→ EXERCISE TASKS:
1: Answer these questions from the article on caste discrimination in the United States, one line each:
(a) On what date did Seattle add caste to its list of protected categories?
(b) In what year did A. K. Mozumdar apply for U.S. citizenship?
(c) Who introduced Martin Luther King, Jr. as a "fellow untouchable from the United States of America"?
2: Can you extend the article on caste discrimination in the United States, picking up after its final sentence?

→ EXCERPTED PASSAGE:
+===+

= Caste discrimination in the United States =

Inherited discrimination

Caste discrimination in the United States is a form of discrimination based on the social hierarchy which is determined by a person's birth. Though the use of the term caste is more prevalent in South Asia and Bali, in the United States, South Asian Americans also use the term caste.

Caste is not officially recognized by law in the United States, except in Seattle, Washington. On February 21, 2023, Seattle became the first U.S. jurisdiction to add caste to its list of categories protected against discrimination. In other places such as California, caste is implicitly covered as a subset of other categories under anti-discrimination laws.

==Overview==

===History of caste in the United States===
The U.S. Naturalization Act of 1790 limited citizenship to "free white persons," forcing immigrants to determine their racial classification in federal courts. In 1910, the Asiatic Exclusion League argued that people of Asian origin should be denied citizenship through naturalization. The league described Hindu ancestry as "enslaved, effeminate, caste-ridden, and degraded" and Hindus as the "slaves of Creation."

In 1913, A. K. Mozumdar, an immigrant from Bengal living in Washington State, applied for United States citizenship. Mozumdar argued that as a high-caste Hindu of what he described as Aryan descent, he shared racial origins with Europeans. His application was accepted, making him one of the earliest South Asian immigrants to obtain U.S. citizenship.

In 1953, W. Norman Brown, founder of the Department of South Asian Studies at the University of Pennsylvania, wrote that "a large number of Americans...have a picture of India as a land of meditating omphalopsychites, hypnotic swamis, naked ascetics, bejewelled princes of fabulous wealth and incomparable harems, gross superstition, bare-skinned, poverty-stricken, famine-ridden masses, where everyone is a beggar and caste is more important than life."

Caste discrimination may have accompanied immigrants to the US from India, Nepal and other South Asian countries. Based on the 2017 American Community Survey, about 5.9 million South Asians live in the U.S. Despite being one of the fastest-growing immigrant groups, caste discrimination may be underreported despite its potential influence on job opportunities and marriage prospects among
South Asian immigrants. Indian migrants account for a large number of high-skilled workers in STEM fields, which could lead to an issue of caste discrimination in the workplace in areas such as Silicon Valley. Thenmozhi Soundararajan, executive director of Equality Labs, said, “Wherever South Asians go, they bring caste."

===Race and caste===
Several observers see parallels between race in the United States and caste. When Martin Luther King, Jr. visited India in 1959, he was introduced by the principal of a school with Dalit students (then called "untouchables") as a "fellow untouchable from the United States of America". Although taken aback by this description, King agreed with it after reflection, thinking, "Yes, I am an untouchable, and every Negro in the United States of America is an untouchable."

+===+

→ SUPPLIED ENTRIES:
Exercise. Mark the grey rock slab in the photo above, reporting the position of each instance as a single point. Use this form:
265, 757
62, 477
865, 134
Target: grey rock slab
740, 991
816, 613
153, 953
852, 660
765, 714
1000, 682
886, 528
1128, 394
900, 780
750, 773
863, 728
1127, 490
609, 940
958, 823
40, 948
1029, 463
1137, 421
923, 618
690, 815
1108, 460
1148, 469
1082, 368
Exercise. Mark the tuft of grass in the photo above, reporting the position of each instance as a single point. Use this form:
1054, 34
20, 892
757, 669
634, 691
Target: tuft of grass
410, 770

+===+

→ ANSWERS BELOW:
1:
(a) February 21, 2023
(b) 1913
(c) The principal of a school with Dalit students

2:
In Caste: The Origins of Our Discontents, Isabel Wilkerson argues that racial stratification in the United States is best understood as a caste system, akin to those in India and in Nazi Germany.

Caste activists in India have found common ground with the struggles of African Americans in the US. The activist group Dalit Panthers was inspired by the American Black Panther Party.

===Legal position===
Caste is not explicitly recognized as a category under most anti-discrimination laws in the U.S. According to some commentators, this was because caste was an unknown concept when these laws were originally passed.
It has come to light only in recent times due to reports of discrimination. Others have said that categories such as ancestry as in California law already cover caste discrimination. Legal scholars have also argued that caste discrimination is cognizable as race discrimination, religious discrimination, and national origin discrimination.

In August 2002, the UN Committee for the Elimination of Racial Discrimination approved a resolution condemning caste or descent-based discrimination.

In February 2023, Seattle became the first city in the United States to explicitly ban caste-based discrimination.

====California Senate Bill 403====
In 2023, California State Senator Aisha Wahab introduced SB 403 to include caste in the list of legally protected categories against discrimination. The bill defined caste as "an individual's perceived position in a system of social stratification on the basis of inherited status," which could be determined by several factors including the "inability or restricted ability to alter inherited status; socially enforced restrictions on marriage, private and public segregation, and discrimination; and social exclusion on the basis of perceived status." SB 403 proposed to add caste to the existing anti-discrimination protections in housing, employment, and public education. The bill did not mention a specific ethnicity or religion. It was supported by some Dalit rights groups and opposed by some Hindu organizations, the latter claiming that the bill was unnecessary and unfairly singled out Hindu Americans.

The state legislature approved the bill, but it was vetoed by Governor Gavin Newsom, who declared that the pre-existing anti-discrimination laws already prohibited caste discrimination.

==Studies on caste in the United States==
According to a 2003 study by the Center for the Advanced Study of India at the University of Pennsylvania, 1.5% of Indian immigrants were Dalits or members of lower classes. Another 2016 study found that the 'high' or 'dominant' castes make up more than 90% of Indian migrants. (Note: In contrast, in India only 4% identify themselves as Brahmin, and 26% as General Category, which means that 70% of the population is from non-dominant castes.)

The Carnegie Endowment for International Peace published a study in 2021 and reported that the majority of respondents (53%) do not identify with caste, especially among those born in America. Of those that identified with a caste (47%), roughly 1% each identified with scheduled caste (dalit) and scheduled tribe (adivasi) categories.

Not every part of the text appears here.